__Activity__:
Nothing should be left out when you copy the entries below.

__Given data__:
=== Begin Enclosure ===
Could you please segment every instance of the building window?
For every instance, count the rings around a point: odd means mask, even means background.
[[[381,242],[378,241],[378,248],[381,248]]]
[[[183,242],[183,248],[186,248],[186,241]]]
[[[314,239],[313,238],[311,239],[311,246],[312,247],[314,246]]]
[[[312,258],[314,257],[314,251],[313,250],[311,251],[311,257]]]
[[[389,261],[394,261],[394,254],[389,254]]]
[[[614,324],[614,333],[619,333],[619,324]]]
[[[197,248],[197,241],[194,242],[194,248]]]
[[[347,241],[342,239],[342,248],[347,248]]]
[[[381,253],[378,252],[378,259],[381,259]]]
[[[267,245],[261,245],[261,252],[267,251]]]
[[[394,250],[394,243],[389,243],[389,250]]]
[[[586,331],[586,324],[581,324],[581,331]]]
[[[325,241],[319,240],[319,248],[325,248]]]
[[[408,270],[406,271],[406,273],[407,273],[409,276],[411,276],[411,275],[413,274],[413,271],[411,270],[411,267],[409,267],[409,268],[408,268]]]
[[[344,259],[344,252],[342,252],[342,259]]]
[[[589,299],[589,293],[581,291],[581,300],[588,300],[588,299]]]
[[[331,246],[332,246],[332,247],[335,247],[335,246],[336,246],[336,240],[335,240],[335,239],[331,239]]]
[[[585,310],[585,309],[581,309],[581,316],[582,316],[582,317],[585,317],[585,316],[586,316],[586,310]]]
=== End Enclosure ===
__Exercise result__:
Could you please segment every instance of the building window?
For every instance, count the rings around a point: odd means mask, even means background.
[[[381,242],[378,241],[378,248],[381,248]]]
[[[183,242],[183,248],[186,248],[186,241]]]
[[[314,239],[313,238],[311,239],[311,246],[312,247],[314,246]]]
[[[312,258],[314,257],[314,251],[313,250],[311,251],[311,257]]]
[[[389,261],[394,261],[394,254],[389,254]]]
[[[614,324],[614,333],[619,333],[619,324]]]
[[[197,248],[197,241],[194,242],[194,248]]]
[[[347,241],[342,239],[342,248],[347,248]]]
[[[381,253],[378,252],[378,259],[381,259]]]
[[[267,245],[261,245],[261,252],[267,251]]]
[[[394,250],[394,243],[389,243],[389,250]]]
[[[586,331],[586,324],[581,324],[581,331]]]
[[[325,241],[319,240],[319,248],[325,248]]]
[[[408,270],[406,271],[406,273],[407,273],[409,276],[411,276],[411,275],[413,274],[413,271],[411,270],[411,267],[409,267],[409,268],[408,268]]]
[[[344,259],[344,252],[342,252],[342,259]]]
[[[589,299],[589,293],[581,291],[581,300],[588,300],[588,299]]]
[[[331,246],[332,246],[332,247],[335,247],[335,246],[336,246],[336,240],[335,240],[335,239],[331,239]]]
[[[585,310],[585,309],[581,309],[581,316],[582,316],[582,317],[585,317],[585,316],[586,316],[586,310]]]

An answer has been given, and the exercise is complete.